- EXERCISE DESCRIPTION
The line that contains "x=1290 y=714" and all lines following it to the end of the data below: set these down exactly, and nothing besides.

[Saved entries]
──────────

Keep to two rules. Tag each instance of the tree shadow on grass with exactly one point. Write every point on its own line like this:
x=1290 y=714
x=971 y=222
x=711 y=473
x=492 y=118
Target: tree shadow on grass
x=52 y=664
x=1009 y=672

──────────

- EXERCISE RESULT
x=1290 y=714
x=971 y=222
x=711 y=473
x=492 y=118
Target: tree shadow on grass
x=52 y=664
x=1009 y=672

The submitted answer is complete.